START

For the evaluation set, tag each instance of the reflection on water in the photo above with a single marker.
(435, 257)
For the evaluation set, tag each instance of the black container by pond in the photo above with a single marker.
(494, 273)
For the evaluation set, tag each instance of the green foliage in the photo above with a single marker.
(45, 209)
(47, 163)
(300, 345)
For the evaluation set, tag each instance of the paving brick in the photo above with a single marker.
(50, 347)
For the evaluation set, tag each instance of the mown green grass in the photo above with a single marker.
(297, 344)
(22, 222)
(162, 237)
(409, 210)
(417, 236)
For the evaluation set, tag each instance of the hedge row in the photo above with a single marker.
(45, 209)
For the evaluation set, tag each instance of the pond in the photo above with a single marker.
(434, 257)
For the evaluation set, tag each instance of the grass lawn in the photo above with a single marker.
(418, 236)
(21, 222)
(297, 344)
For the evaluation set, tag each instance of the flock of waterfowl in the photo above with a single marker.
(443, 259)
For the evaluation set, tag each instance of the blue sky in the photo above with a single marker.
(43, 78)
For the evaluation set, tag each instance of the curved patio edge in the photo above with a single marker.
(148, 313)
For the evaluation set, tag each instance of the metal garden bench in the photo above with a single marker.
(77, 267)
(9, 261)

END

### Task to complete:
Reproduce the listing above in full, putting "dot" wherever "marker" occurs and keeping everything else the same.

### Final result:
For the evaluation set, tag each instance of the reflection on water in the photo above with a single dot.
(435, 257)
For the evaluation set, tag each instance of the black container by pond in the photo above with a single dot.
(494, 273)
For the evaluation set, tag each instance of the green foliage in the photo above with a single dot.
(45, 209)
(47, 163)
(300, 345)
For the evaluation set, tag each instance of the paving brick in the photo above with a single dot.
(50, 347)
For the evaluation set, tag each instance of the mown green grass in the photo above with a single dot.
(297, 344)
(22, 222)
(162, 237)
(409, 210)
(417, 236)
For the evaluation set, tag each instance of the hedge row in the photo above with a single dot.
(45, 209)
For the evaluation set, tag each instance of the pond in the photo above with a single dot.
(434, 257)
For the evaluation set, tag each instance of the grass lawn in the photo above with a single dot.
(418, 236)
(21, 222)
(297, 344)
For the evaluation set, tag each instance of the flock of waterfowl in the photo above with a single dot.
(443, 259)
For the evaluation set, tag each instance of the blue sky in the photo above with a single dot.
(43, 78)
For the evaluation set, tag each instance of the curved patio edge in the photo above with a single dot.
(148, 313)
For the evaluation set, tag each instance of the metal garden bench in the photo above with a single dot.
(77, 267)
(9, 261)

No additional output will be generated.